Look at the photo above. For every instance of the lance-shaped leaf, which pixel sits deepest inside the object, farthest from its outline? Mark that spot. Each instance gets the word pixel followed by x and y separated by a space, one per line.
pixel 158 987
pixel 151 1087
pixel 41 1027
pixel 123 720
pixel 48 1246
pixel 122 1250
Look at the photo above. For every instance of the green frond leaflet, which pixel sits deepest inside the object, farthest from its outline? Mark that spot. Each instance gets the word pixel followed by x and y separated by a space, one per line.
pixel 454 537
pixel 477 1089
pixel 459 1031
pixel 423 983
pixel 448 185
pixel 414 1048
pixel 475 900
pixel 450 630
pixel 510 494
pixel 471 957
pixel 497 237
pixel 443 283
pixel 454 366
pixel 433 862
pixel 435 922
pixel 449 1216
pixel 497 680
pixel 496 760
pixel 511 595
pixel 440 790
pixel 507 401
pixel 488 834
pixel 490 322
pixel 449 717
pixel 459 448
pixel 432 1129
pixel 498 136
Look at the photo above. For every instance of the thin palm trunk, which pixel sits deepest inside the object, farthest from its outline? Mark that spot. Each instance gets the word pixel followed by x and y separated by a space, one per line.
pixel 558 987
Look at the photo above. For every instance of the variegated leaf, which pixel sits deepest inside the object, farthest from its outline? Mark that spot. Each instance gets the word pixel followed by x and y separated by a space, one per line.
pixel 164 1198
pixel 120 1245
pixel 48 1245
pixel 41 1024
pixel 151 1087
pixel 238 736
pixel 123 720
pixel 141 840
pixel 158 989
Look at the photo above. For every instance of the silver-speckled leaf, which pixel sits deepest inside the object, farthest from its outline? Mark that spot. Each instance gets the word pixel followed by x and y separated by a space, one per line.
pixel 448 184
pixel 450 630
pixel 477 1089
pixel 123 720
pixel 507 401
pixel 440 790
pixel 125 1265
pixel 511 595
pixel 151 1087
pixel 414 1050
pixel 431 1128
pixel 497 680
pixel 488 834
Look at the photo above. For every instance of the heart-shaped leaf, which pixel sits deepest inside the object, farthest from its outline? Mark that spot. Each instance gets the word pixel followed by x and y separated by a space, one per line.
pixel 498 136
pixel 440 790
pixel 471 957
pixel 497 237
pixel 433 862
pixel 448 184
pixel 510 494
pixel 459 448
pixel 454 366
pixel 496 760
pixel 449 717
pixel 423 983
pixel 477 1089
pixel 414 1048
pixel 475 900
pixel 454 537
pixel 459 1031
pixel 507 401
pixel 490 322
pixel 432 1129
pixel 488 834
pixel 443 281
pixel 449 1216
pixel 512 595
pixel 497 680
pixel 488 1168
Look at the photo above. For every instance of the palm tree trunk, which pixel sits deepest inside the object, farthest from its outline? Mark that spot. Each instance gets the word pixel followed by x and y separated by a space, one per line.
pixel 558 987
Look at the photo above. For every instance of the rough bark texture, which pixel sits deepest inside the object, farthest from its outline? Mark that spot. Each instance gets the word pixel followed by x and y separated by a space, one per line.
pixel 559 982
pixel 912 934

---

### What the task requires
Return verbatim each line from the one that mentions "Look at the photo above. For every instance of the heart-shaped" to the end of the entries, inclusive.

### Result below
Look at the photo above. For every instance of the heart-shaped leaf, which pixel sits deepest inside the object, farthest from its outline? Mark that spot. Each instance gets the word pixel followed by x and y separated by a space, one per line.
pixel 498 136
pixel 440 790
pixel 471 957
pixel 497 237
pixel 433 862
pixel 448 184
pixel 510 494
pixel 459 448
pixel 454 366
pixel 496 760
pixel 449 717
pixel 423 983
pixel 477 1089
pixel 414 1048
pixel 475 900
pixel 454 537
pixel 459 1031
pixel 507 401
pixel 490 322
pixel 432 1129
pixel 488 834
pixel 443 281
pixel 449 1216
pixel 512 595
pixel 497 680
pixel 488 1168
Look at the photo above. For every instance of the palm tree trunk, which pixel sits deepest inside the object, farthest from its outline? Mark that spot. Each instance gets the word pixel followed by x and y separated by a space, one per line.
pixel 558 987
Look at the photo above. For every instance of the rough bark texture, which pixel sits deepest inside the object, farthest from its outline? Mark that spot. Each instance gets the word pixel followed by x and y separated by a space, one per line.
pixel 559 982
pixel 912 934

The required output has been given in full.